### DATASET ENTRIES
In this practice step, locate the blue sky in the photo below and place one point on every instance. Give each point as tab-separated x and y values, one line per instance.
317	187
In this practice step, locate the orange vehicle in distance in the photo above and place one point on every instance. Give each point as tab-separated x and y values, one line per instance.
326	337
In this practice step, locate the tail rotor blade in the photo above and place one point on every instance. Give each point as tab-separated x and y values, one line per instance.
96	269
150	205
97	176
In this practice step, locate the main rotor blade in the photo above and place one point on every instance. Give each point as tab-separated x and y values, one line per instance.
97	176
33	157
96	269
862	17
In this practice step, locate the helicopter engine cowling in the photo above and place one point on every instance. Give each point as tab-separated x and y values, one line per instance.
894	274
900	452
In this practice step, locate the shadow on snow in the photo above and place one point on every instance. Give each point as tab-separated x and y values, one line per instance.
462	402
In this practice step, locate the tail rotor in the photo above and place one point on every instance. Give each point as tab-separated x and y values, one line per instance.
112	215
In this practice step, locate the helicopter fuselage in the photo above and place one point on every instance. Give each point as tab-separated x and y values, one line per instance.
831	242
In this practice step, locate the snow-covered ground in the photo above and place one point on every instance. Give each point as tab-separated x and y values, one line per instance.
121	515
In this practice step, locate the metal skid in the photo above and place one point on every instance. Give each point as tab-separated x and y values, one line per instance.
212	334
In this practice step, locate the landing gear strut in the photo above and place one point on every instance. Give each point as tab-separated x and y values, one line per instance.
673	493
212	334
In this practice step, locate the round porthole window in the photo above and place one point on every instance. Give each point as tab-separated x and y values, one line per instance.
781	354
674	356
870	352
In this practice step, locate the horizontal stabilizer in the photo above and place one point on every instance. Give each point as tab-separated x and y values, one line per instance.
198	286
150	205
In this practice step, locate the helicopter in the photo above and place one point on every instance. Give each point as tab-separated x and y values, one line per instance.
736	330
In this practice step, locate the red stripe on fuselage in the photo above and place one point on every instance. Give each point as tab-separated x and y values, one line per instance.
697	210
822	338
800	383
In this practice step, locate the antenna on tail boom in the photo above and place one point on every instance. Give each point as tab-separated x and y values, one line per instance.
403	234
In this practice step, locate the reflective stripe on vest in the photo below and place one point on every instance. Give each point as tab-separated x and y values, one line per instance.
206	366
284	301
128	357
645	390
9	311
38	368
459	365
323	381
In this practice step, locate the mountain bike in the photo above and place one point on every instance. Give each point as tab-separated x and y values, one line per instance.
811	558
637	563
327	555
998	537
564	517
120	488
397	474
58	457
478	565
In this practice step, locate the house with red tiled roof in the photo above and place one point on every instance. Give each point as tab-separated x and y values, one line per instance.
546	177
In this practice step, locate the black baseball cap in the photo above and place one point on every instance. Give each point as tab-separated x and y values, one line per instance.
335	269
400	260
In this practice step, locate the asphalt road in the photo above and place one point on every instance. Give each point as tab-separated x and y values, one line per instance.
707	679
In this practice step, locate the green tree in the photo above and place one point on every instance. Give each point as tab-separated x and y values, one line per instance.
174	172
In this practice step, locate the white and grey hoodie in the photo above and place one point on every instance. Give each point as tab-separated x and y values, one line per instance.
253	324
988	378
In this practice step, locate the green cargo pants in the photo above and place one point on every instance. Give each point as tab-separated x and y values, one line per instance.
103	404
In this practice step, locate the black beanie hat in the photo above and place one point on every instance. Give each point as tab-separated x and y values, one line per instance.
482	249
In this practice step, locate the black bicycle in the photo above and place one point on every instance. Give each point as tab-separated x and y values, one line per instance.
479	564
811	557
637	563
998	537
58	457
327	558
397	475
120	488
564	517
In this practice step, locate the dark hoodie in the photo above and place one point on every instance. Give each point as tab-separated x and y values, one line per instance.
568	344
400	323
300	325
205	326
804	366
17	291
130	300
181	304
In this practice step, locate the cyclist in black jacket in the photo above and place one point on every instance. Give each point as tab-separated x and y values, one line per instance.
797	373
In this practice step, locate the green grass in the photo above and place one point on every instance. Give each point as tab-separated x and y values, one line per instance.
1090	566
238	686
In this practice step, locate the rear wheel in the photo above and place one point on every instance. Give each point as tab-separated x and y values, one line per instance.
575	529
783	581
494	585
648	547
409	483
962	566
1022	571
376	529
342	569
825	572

### WHAT IS EXPECTED
Which lines run from the one containing "In this practice step, locate the black beanie" to the end of the entries above? Quote exactly those, and only those.

### SOLUTION FOR THIS EXERCISE
In this practice step, locate the black beanie hat in the photo above and place one point on every instance. Give each point as tab-separated x and y values, one line per instance.
482	249
In this practice step, locate the black bicycle in the photo above and place one point on every instance. Give each point as tab-separated x and y values, one line per instance.
479	564
811	557
637	563
998	537
58	457
327	558
397	475
120	488
564	517
In this practice step, locate the dark hoodie in the photo above and place one point on every instance. Give each point as tab-separated x and y values, one line per instance.
568	344
400	323
300	325
205	326
804	366
17	291
130	300
181	304
In this practice step, locate the cyclist in black jacket in the photo above and place one point on every instance. Give each point as tab-separated x and y values, one line per instance.
797	373
In this practice step, locate the green grass in the photo above and place one point on every instance. Give each point as tab-separated x and y values, one line per instance.
1090	566
238	686
In this practice step, locate the rear wheel in the photo above and place one point on every instance. Give each point as tab-separated x and y values, one line per instance.
575	529
783	581
494	585
648	547
409	483
962	566
1022	571
376	529
342	569
825	572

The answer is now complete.